## Brief
Copy out, word for word, the lines of the entries below that start with the line containing "of the calm" and end with the line containing "[1205, 369]", including both of those lines. Write only those lines.

Rows from a dataset:
════════════════

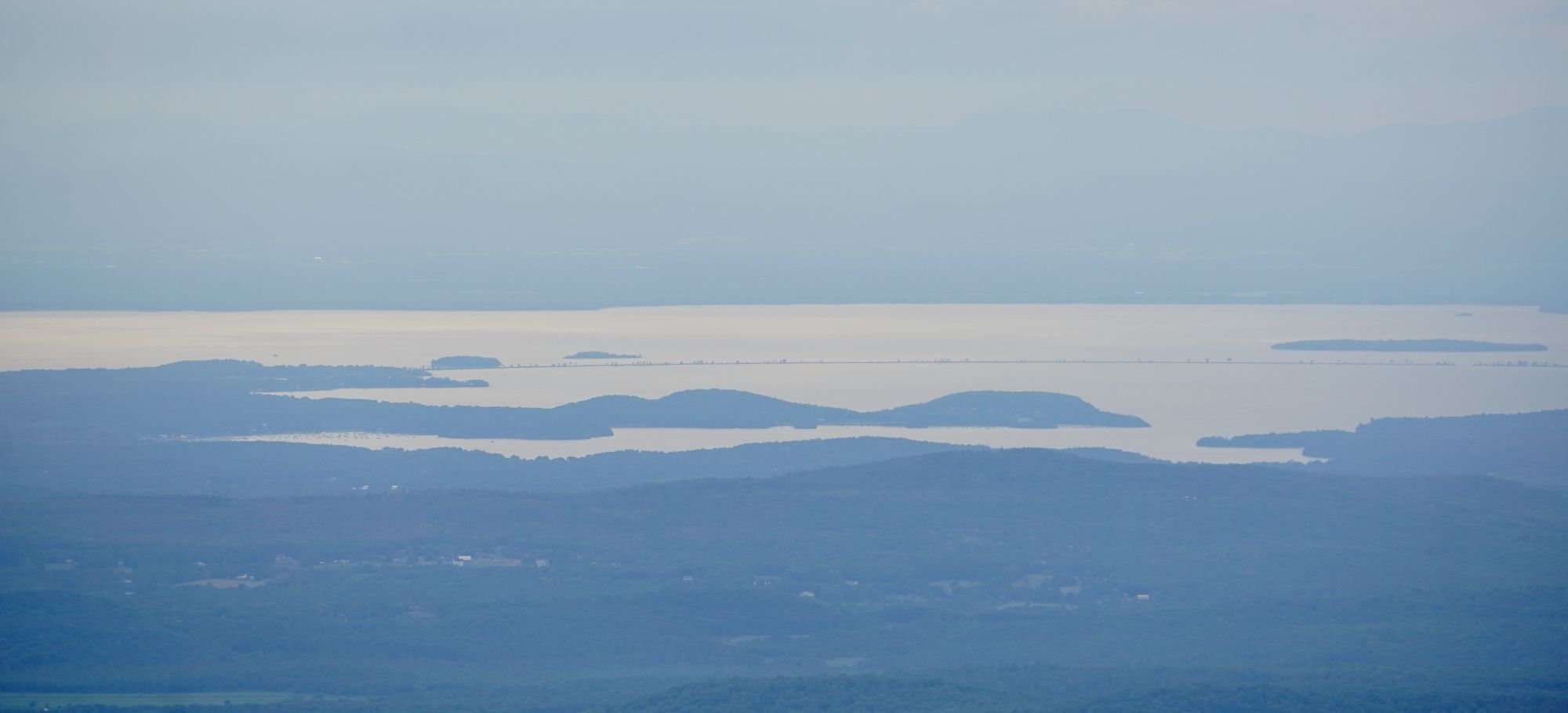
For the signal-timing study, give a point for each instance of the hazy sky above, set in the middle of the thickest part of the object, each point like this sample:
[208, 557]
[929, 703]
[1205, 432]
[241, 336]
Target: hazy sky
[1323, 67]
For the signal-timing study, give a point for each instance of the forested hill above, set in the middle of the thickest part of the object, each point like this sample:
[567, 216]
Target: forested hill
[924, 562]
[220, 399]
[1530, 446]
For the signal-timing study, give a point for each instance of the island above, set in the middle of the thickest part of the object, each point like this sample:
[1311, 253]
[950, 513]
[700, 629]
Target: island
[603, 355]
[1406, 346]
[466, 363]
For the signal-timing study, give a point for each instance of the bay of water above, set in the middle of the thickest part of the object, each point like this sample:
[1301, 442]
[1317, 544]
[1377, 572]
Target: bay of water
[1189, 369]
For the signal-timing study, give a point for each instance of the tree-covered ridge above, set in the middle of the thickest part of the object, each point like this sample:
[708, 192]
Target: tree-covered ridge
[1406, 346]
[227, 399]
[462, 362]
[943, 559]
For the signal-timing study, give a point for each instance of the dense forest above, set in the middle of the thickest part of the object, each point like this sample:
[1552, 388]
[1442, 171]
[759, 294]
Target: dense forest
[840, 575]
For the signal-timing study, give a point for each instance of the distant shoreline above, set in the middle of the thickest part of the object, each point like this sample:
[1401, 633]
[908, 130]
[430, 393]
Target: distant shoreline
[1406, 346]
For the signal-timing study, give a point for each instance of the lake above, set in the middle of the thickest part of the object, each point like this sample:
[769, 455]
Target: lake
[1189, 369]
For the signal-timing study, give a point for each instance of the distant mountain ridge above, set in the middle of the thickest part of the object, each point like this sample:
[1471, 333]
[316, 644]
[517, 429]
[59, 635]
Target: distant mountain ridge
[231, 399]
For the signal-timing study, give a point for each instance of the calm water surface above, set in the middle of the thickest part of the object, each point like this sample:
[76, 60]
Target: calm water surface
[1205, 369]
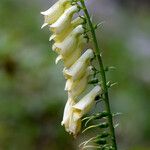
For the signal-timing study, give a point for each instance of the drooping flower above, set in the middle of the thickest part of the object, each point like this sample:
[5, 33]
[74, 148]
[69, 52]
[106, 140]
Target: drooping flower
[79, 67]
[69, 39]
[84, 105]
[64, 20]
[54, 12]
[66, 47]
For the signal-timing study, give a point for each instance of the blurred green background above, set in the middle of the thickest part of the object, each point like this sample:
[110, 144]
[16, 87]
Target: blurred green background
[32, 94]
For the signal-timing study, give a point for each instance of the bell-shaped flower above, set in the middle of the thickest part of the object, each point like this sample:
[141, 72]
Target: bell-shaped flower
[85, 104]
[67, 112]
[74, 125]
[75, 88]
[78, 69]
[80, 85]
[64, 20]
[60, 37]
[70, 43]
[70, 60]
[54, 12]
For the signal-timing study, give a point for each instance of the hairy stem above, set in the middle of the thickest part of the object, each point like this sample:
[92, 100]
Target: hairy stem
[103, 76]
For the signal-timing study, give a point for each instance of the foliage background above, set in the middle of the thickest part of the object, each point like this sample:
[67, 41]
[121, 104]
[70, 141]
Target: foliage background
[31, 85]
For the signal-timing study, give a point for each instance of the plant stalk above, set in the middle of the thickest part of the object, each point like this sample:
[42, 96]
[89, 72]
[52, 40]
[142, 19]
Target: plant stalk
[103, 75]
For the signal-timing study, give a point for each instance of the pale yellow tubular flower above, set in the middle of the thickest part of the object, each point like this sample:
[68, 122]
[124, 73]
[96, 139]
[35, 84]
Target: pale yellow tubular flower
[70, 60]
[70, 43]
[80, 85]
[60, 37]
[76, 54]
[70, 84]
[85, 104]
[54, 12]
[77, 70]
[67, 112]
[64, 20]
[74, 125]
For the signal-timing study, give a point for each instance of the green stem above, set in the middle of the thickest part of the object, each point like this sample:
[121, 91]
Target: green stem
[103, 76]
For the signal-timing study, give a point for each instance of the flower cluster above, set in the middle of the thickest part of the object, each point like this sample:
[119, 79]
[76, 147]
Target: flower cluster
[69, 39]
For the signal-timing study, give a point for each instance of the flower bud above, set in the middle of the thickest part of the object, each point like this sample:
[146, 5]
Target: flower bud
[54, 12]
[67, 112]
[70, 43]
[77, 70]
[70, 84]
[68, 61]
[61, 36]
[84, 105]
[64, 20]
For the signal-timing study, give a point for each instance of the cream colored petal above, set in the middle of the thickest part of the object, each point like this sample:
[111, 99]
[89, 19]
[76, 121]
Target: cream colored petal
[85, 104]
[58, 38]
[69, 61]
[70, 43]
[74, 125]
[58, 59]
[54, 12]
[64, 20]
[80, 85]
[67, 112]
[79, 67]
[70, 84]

════════════════

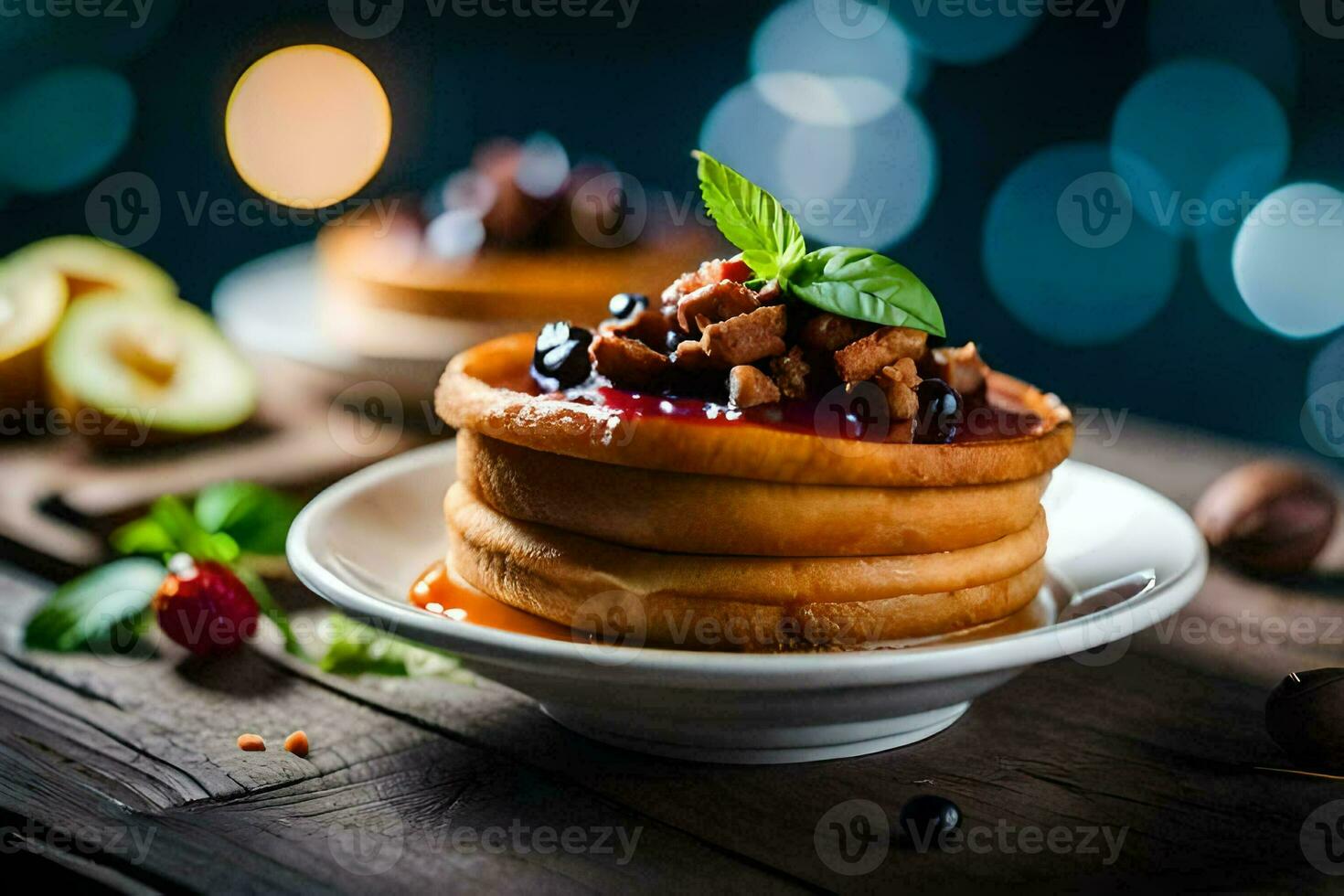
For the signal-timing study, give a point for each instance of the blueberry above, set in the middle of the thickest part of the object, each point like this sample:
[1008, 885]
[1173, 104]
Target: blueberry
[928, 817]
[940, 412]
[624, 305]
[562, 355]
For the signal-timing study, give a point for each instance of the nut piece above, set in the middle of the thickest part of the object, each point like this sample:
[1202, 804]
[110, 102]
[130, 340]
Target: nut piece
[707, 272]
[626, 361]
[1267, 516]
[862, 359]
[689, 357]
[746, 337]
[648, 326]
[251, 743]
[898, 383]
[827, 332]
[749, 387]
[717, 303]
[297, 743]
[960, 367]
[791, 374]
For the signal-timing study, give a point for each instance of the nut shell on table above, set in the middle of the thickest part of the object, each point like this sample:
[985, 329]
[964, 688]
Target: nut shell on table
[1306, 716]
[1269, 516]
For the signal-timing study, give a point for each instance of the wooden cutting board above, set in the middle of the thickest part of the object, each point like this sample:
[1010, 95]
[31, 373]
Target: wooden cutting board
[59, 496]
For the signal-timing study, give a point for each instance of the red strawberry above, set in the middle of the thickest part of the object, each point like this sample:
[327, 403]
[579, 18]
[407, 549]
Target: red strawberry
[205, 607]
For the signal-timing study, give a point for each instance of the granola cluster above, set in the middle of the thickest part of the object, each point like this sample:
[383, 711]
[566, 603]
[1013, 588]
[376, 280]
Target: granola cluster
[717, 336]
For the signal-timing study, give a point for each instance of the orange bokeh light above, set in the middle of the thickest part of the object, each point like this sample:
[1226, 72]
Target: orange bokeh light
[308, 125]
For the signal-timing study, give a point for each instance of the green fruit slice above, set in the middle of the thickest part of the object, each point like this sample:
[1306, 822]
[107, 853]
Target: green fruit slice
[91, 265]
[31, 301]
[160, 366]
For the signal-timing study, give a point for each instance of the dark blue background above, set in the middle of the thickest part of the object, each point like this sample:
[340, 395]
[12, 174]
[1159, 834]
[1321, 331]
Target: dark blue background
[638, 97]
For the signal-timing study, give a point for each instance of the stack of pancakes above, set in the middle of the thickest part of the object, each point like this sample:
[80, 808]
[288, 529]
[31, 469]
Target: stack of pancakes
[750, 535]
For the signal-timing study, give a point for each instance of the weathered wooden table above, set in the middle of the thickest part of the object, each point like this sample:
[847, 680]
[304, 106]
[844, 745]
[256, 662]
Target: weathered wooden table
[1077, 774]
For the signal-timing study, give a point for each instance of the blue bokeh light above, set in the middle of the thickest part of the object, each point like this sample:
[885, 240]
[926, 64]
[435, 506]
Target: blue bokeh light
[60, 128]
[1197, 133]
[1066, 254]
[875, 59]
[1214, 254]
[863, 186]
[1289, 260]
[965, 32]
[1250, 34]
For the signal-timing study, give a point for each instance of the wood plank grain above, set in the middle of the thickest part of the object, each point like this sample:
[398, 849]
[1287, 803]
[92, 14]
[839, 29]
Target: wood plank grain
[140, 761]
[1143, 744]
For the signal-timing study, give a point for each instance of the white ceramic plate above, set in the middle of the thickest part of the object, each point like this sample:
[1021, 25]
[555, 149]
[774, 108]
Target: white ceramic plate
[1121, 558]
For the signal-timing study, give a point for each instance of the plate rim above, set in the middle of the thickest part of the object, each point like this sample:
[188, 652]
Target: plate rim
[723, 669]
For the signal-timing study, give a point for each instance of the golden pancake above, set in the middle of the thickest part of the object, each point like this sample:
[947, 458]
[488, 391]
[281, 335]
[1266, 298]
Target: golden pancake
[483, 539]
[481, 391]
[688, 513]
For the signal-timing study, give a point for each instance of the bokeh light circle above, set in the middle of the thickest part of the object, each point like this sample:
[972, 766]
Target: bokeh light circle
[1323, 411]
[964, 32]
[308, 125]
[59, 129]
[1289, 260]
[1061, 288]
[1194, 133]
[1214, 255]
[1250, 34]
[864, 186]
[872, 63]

════════════════

## Response
For the signal-timing study, give a point for each instance of the calm water surface above, set in the middle of the thickest part of the object, each point like this sample:
[76, 60]
Target: calm water surface
[1205, 369]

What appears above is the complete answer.